• _STUDY TEXT_

The series follows "The Gang", a group of five misfit friends: twins Dennis and Deandra "(Sweet) Dee" Reynolds, their friends Charlie Kelly and Mac, and Frank Reynolds, Dennis' and Dee's legal father. The Gang runs the fictional Paddy's Pub, an unsuccessful Irish bar in South Philadelphia.

Dennis and Dee quit their jobs to pursue their dreams, but when Mac reminds them that their unemployment checks will eventually run out, they get hooked on crack cocaine so they can apply for welfare. Meanwhile, Frank hires two new workers under the "Work for Welfare" program, and Charlie and Mac go on a spending spree with the money in Frank's secret bank account.

== Plot ==
Dennis (Glenn Howerton) and Dee (Kaitlin Olson), chafing at Frank (Danny DeVito)'s ordering them around, quit Paddy's Pub and sign up for unemployment benefits when they realize they would make more money than they were from working at the bar. Mac (Rob McElhenney) finds Dennis and Dee "piss ass drunk" on a stoop at 1pm, and asks them to come back to the bar, but they decline, saying they're going to go on welfare. At Paddy's Pub, Frank sets up an account in Charlie (Charlie Day)'s name to hide money from his wife. Mac comes to Frank and Charlie with a way of exploiting the "work for welfare" program, where they can get employees who they don't have to pay.

Charlie and Mac arrive at the welfare office and talk to a caseworker (Aisha Hinds) to discuss their interest in signing up for the "work for welfare program." She gives them a large binder filled with rules and regulations. As the two are leaving, they run into Dee and Dennis, who are about to apply for welfare. Dennis tries to tell the caseworker that he is a recovering crack addict and his sister Dee is intellectually disabled. The skeptical caseworker says that the two need to provide medical documents and a blood test to prove the validity of their situations. The two drive to another part of the city to purchase crack cocaine, and plan to smoke just enough crack to test positive on the blood test, and become eligible for welfare benefits.

• _DATA RECORDS_

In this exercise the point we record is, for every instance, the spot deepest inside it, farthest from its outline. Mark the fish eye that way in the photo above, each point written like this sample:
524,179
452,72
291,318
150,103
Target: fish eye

• _REQUIREMENT_
Reproduce the full episode summary above word for word, from its first sentence to its last.

• _RESPONSE BOX_
The series follows "The Gang", a group of five misfit friends: twins Dennis and Deandra "(Sweet) Dee" Reynolds, their friends Charlie Kelly and Mac, and Frank Reynolds, Dennis' and Dee's legal father. The Gang runs the fictional Paddy's Pub, an unsuccessful Irish bar in South Philadelphia.

Dennis and Dee quit their jobs to pursue their dreams, but when Mac reminds them that their unemployment checks will eventually run out, they get hooked on crack cocaine so they can apply for welfare. Meanwhile, Frank hires two new workers under the "Work for Welfare" program, and Charlie and Mac go on a spending spree with the money in Frank's secret bank account.

== Plot ==
Dennis (Glenn Howerton) and Dee (Kaitlin Olson), chafing at Frank (Danny DeVito)'s ordering them around, quit Paddy's Pub and sign up for unemployment benefits when they realize they would make more money than they were from working at the bar. Mac (Rob McElhenney) finds Dennis and Dee "piss ass drunk" on a stoop at 1pm, and asks them to come back to the bar, but they decline, saying they're going to go on welfare. At Paddy's Pub, Frank sets up an account in Charlie (Charlie Day)'s name to hide money from his wife. Mac comes to Frank and Charlie with a way of exploiting the "work for welfare" program, where they can get employees who they don't have to pay.

Charlie and Mac arrive at the welfare office and talk to a caseworker (Aisha Hinds) to discuss their interest in signing up for the "work for welfare program." She gives them a large binder filled with rules and regulations. As the two are leaving, they run into Dee and Dennis, who are about to apply for welfare. Dennis tries to tell the caseworker that he is a recovering crack addict and his sister Dee is intellectually disabled. The skeptical caseworker says that the two need to provide medical documents and a blood test to prove the validity of their situations. The two drive to another part of the city to purchase crack cocaine, and plan to smoke just enough crack to test positive on the blood test, and become eligible for welfare benefits.